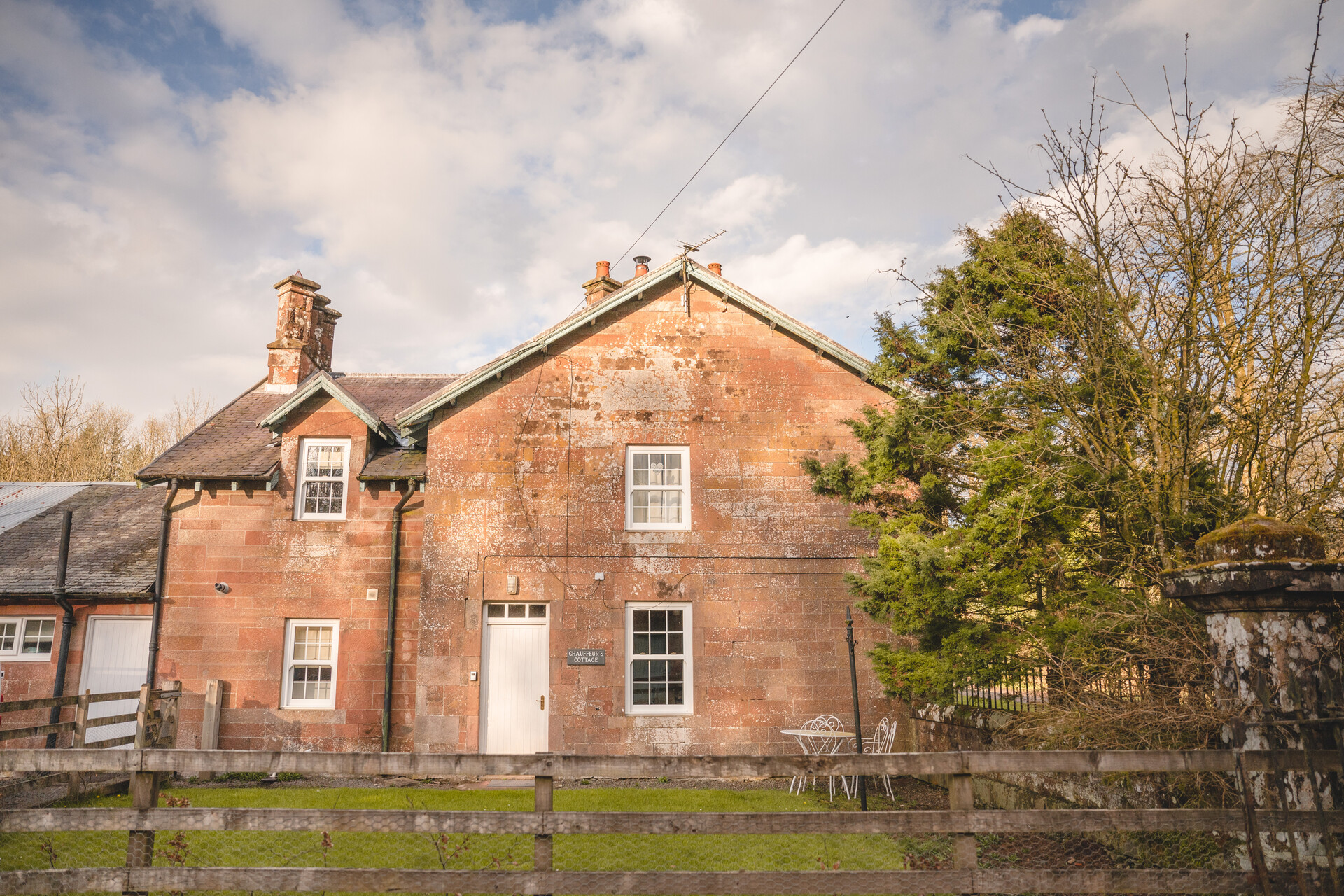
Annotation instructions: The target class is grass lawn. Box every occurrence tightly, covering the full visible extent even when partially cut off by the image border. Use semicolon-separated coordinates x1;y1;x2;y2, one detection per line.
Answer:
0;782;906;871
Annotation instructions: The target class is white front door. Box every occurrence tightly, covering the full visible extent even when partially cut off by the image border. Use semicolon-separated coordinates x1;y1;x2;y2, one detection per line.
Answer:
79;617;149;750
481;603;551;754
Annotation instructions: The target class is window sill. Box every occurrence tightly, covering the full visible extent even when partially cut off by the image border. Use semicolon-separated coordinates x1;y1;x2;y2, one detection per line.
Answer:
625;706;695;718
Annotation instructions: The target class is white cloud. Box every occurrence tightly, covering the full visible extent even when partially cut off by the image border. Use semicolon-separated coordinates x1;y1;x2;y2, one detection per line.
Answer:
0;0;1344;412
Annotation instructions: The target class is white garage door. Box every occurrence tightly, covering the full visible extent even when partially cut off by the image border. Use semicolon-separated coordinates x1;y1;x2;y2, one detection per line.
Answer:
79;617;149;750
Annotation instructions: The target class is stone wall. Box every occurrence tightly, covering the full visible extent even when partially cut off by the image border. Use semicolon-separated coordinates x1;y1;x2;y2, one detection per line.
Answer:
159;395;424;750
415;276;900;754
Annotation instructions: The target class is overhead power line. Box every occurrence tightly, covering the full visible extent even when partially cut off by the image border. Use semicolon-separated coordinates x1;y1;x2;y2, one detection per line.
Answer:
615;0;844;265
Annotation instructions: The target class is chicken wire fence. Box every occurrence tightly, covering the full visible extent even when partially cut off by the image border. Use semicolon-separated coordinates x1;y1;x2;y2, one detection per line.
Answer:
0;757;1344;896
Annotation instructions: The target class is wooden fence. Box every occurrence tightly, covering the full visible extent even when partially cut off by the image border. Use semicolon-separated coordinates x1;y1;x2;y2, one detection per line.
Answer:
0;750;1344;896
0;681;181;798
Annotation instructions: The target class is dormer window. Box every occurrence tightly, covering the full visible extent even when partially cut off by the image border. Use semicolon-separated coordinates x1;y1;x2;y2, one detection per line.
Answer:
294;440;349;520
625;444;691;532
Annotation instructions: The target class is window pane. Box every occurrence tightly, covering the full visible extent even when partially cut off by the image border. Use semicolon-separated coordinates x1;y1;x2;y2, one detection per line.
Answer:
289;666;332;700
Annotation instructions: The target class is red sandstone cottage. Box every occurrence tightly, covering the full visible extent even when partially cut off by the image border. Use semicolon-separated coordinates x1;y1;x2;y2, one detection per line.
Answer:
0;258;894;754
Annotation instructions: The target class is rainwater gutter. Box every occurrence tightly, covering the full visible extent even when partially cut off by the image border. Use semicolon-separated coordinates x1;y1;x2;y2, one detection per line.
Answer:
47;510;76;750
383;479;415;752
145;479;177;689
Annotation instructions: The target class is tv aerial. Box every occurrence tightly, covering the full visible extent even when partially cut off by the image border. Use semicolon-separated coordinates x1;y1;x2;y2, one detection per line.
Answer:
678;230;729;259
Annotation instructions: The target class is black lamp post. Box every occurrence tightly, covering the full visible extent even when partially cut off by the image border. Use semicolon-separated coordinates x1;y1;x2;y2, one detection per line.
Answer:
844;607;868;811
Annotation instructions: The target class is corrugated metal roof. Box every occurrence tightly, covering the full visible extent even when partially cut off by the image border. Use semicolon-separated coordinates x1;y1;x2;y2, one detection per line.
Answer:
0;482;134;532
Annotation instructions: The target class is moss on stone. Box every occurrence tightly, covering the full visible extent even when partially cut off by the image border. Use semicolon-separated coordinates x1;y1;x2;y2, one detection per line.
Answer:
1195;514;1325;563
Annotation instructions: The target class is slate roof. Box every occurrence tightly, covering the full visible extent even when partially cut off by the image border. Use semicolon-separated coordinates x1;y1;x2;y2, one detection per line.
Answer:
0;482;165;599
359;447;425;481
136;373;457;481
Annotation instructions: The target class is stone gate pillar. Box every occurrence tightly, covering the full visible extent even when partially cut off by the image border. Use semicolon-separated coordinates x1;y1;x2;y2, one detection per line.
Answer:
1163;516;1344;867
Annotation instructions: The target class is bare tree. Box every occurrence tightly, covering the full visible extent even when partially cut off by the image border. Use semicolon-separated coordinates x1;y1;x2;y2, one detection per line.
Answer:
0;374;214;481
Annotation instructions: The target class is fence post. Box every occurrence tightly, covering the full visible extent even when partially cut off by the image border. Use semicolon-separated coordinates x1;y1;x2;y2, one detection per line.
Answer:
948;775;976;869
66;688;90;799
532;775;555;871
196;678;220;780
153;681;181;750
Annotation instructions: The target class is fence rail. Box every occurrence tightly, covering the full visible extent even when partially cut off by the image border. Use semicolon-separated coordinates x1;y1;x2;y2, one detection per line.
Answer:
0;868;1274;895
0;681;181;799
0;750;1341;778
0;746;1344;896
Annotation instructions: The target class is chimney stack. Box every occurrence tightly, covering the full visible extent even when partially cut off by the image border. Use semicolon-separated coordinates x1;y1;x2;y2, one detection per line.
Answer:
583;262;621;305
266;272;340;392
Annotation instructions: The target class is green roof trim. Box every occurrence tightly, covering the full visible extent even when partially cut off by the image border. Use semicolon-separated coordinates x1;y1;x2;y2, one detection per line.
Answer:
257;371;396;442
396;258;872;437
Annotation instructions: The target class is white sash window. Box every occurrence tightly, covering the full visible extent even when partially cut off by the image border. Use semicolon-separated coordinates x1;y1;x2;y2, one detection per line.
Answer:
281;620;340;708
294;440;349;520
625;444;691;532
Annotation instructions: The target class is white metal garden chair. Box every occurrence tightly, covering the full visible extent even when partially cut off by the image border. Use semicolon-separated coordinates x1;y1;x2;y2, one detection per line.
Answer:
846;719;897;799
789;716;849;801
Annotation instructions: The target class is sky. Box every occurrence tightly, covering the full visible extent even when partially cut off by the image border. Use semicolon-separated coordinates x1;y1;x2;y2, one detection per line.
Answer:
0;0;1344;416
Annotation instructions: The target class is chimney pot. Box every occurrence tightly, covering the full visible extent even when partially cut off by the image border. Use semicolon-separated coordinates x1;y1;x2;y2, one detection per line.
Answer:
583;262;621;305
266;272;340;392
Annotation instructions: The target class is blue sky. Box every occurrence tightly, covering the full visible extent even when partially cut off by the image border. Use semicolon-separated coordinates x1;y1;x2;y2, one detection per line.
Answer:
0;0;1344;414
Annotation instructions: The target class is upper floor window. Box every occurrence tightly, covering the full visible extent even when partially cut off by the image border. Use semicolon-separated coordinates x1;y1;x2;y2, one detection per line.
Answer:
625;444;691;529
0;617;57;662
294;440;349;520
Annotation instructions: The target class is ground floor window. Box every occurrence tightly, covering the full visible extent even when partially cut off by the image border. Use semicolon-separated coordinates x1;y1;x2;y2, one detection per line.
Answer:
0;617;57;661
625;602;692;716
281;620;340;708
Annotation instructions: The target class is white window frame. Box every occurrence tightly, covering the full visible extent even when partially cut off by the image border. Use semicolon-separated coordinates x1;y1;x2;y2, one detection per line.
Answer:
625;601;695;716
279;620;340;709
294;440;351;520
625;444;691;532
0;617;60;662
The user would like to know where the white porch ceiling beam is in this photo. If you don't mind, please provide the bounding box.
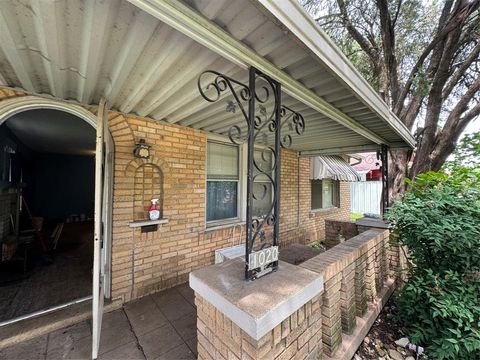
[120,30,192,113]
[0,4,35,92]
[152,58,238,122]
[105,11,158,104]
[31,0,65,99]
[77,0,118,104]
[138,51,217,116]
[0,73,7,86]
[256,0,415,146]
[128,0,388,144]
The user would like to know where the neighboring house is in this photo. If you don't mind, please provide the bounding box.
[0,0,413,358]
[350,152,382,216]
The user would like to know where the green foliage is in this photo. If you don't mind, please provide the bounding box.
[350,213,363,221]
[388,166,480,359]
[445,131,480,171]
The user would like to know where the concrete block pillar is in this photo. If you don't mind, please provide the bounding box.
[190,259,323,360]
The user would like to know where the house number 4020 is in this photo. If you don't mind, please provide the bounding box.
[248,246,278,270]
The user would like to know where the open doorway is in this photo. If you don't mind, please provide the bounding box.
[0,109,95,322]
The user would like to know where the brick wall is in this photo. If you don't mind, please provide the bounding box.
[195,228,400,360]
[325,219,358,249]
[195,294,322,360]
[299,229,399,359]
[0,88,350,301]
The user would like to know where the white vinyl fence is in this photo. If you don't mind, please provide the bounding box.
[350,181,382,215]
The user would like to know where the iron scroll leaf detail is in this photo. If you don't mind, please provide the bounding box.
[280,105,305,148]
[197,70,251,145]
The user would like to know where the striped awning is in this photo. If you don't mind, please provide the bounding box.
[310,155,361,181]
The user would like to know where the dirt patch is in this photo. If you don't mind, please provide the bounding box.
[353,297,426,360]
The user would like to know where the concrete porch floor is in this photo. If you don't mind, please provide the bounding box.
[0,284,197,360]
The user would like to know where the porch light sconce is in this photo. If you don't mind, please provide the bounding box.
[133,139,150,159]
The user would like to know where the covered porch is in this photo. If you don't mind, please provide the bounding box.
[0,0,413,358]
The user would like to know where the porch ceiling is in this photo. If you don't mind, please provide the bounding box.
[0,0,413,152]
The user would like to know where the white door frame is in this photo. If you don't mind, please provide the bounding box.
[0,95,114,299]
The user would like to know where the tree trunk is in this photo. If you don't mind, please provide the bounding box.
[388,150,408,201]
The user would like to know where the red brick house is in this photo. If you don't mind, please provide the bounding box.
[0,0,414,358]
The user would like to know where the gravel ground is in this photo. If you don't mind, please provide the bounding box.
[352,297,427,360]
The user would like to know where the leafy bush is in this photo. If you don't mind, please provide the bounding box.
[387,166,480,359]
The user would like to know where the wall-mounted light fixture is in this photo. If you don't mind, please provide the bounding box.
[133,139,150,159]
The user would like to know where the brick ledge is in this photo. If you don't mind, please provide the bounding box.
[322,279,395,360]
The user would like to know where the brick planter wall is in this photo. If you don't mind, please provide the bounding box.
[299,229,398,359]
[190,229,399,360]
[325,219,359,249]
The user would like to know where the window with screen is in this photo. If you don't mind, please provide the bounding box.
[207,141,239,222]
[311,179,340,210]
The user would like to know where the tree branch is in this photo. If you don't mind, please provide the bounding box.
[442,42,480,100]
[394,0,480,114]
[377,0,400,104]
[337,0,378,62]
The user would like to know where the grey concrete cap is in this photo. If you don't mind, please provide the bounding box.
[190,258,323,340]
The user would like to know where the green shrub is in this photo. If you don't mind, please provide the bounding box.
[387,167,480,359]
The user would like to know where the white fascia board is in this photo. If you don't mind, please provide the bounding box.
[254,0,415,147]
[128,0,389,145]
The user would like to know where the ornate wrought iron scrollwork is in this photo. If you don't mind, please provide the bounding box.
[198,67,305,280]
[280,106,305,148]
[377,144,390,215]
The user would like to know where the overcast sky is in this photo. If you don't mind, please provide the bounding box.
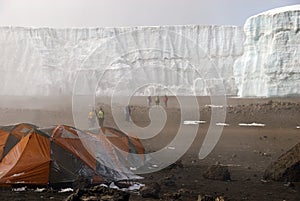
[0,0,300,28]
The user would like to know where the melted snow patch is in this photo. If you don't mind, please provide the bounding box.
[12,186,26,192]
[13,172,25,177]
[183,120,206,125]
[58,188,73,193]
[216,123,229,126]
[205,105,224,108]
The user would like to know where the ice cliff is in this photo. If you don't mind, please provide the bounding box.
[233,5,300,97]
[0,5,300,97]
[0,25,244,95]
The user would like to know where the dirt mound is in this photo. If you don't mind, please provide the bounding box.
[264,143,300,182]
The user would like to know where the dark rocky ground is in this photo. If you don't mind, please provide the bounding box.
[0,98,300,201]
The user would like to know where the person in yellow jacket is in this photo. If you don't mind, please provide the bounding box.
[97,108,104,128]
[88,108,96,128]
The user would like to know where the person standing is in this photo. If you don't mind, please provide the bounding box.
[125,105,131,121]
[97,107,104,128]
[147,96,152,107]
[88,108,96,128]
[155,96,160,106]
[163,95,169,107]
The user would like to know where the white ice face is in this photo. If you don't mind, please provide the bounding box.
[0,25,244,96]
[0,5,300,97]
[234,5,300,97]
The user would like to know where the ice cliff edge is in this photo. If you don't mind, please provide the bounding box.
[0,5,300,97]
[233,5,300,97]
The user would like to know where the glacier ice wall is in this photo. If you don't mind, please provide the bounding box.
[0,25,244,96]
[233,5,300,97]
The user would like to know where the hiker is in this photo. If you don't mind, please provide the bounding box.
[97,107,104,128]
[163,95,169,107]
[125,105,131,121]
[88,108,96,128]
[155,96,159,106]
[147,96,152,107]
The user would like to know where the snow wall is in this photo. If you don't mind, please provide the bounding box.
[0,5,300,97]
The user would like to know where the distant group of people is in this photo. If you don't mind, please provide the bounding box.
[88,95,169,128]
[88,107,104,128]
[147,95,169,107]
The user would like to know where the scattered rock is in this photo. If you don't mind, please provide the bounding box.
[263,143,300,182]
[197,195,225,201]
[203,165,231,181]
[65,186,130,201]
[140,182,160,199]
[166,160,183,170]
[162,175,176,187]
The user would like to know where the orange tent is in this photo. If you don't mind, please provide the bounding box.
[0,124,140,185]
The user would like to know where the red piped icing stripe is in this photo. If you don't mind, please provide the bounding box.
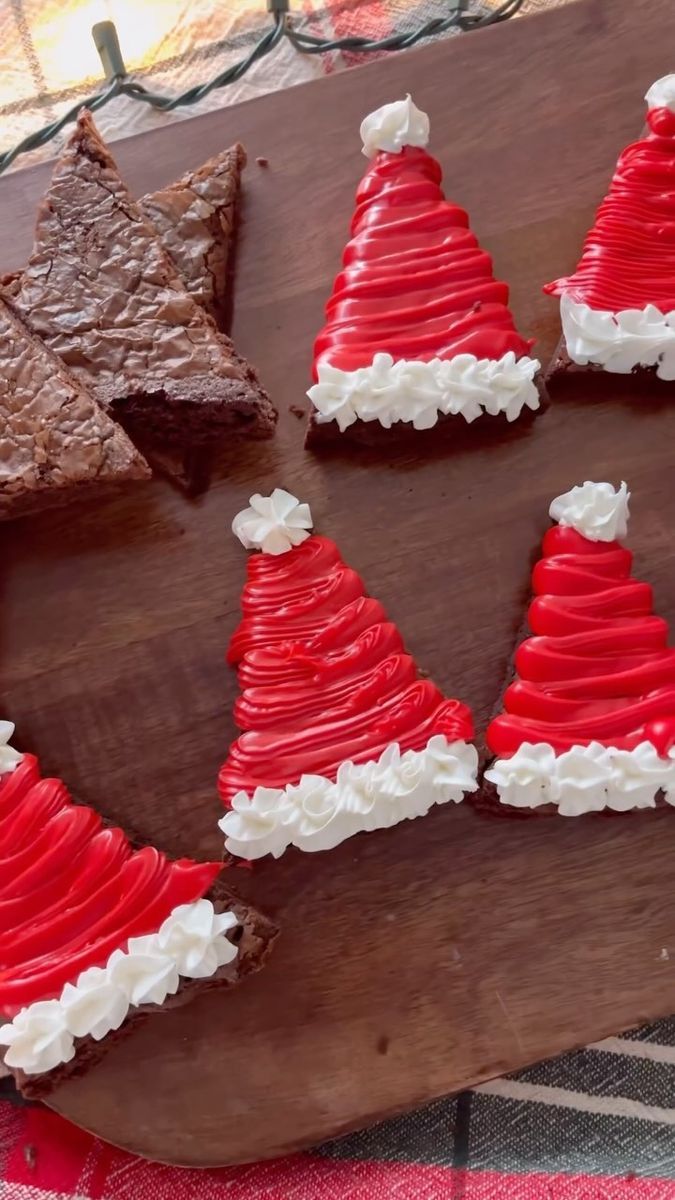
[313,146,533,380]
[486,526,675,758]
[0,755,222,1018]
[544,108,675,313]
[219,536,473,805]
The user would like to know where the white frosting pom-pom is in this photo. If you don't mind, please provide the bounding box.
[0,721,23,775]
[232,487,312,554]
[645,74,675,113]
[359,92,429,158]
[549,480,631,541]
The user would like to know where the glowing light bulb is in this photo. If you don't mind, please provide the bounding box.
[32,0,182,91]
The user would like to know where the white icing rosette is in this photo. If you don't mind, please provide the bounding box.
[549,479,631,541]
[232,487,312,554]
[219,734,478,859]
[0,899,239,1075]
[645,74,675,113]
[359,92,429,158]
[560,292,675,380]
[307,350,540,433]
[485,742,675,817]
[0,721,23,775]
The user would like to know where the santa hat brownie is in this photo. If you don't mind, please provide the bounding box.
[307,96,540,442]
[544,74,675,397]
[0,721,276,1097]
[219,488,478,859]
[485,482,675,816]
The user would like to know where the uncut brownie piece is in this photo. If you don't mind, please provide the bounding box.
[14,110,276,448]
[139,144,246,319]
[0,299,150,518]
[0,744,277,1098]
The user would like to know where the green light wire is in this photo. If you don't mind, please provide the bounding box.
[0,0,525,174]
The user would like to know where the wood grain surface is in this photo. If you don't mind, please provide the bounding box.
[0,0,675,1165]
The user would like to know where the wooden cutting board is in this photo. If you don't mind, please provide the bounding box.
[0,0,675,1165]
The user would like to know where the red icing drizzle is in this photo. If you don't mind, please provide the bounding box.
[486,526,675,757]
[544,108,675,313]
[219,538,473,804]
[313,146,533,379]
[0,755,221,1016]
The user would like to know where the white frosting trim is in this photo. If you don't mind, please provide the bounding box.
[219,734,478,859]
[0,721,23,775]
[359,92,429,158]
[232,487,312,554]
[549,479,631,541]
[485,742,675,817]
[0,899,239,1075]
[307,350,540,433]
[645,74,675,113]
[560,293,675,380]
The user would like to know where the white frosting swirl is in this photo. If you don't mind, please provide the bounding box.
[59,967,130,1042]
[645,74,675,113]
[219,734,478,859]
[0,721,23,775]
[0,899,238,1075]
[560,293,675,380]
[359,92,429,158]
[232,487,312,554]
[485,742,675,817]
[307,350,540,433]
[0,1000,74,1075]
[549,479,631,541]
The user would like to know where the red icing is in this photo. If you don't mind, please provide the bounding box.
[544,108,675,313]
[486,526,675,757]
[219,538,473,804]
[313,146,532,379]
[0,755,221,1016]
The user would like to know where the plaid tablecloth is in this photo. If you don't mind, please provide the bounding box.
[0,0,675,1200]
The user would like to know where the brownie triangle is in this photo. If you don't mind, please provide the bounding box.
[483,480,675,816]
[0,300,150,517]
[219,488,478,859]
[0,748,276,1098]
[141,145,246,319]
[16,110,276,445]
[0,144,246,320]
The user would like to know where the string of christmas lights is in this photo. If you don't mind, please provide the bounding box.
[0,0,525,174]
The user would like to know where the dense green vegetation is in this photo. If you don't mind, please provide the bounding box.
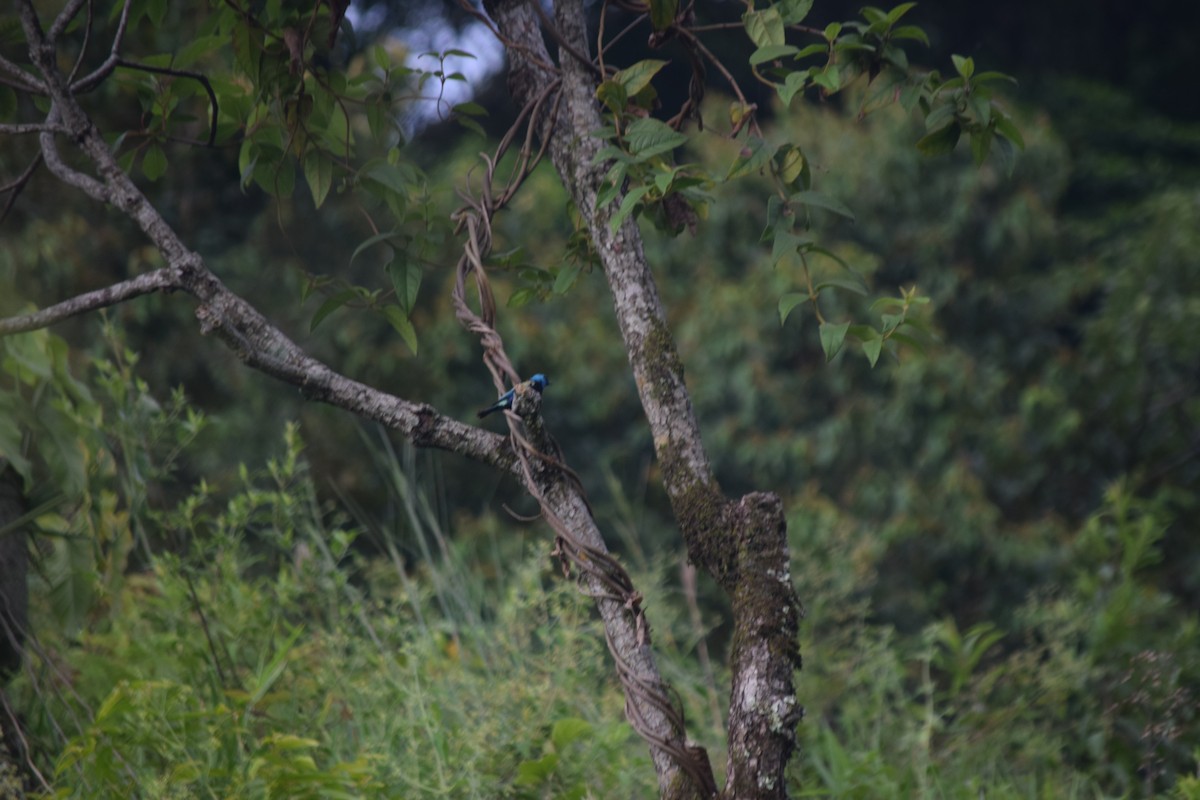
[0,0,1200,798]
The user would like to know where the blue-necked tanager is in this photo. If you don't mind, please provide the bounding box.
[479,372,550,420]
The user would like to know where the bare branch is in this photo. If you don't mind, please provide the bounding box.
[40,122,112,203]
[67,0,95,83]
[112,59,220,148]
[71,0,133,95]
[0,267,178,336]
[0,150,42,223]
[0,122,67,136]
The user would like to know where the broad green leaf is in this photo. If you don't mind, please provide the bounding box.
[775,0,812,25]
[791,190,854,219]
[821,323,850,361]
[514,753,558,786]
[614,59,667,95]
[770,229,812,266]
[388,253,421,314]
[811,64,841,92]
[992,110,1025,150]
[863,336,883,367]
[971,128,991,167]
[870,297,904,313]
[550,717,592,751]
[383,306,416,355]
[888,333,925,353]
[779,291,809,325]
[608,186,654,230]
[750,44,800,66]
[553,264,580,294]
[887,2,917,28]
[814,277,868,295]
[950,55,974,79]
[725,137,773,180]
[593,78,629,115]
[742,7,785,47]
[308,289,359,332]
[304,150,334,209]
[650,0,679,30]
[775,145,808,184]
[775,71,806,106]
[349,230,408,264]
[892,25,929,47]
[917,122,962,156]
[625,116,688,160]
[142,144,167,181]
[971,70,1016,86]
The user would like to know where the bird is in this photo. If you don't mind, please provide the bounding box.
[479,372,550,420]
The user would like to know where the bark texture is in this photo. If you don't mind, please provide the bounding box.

OBJECTIVE: Scale the stretch of records from the line containing "The user would like to know where the snow" through the line containing "[549,480,631,541]", both included, and give all those lines again with the requests. Multiply every bounding-box coordinate in the answers by 0.45 and round to whole numbers, halves up; leave out the pictures and return only these lines.

THE OUTPUT:
The user would like to know where the snow wall is in this photo. If you don't mind, please provide the bounding box.
[0,2,135,44]
The user would like to know where the distant group of people is in this photo. If you don't mind, please provide the bounding box.
[40,43,76,58]
[40,48,47,58]
[66,43,76,48]
The user would like to know where the scattered rock is in this photo. If you don't mind, please provide the bounding box.
[118,64,135,82]
[89,88,101,90]
[91,74,104,81]
[29,84,59,90]
[63,82,72,90]
[75,72,82,77]
[73,79,79,84]
The user would like to know where the orange tent is in this photo. If you don't mind, please provide the bounding box.
[0,56,63,83]
The user would like to know where the red piped icing stripe is in this photo. If you don't mind, please provide the bounding box.
[141,66,240,171]
[219,237,304,341]
[0,340,100,458]
[245,49,304,141]
[99,241,213,362]
The user would like to know where the white frosting pom-pom is in this photo. If you don't mind, please provide the bounding box.
[0,324,10,349]
[104,219,140,249]
[290,33,304,51]
[162,41,193,71]
[247,216,284,243]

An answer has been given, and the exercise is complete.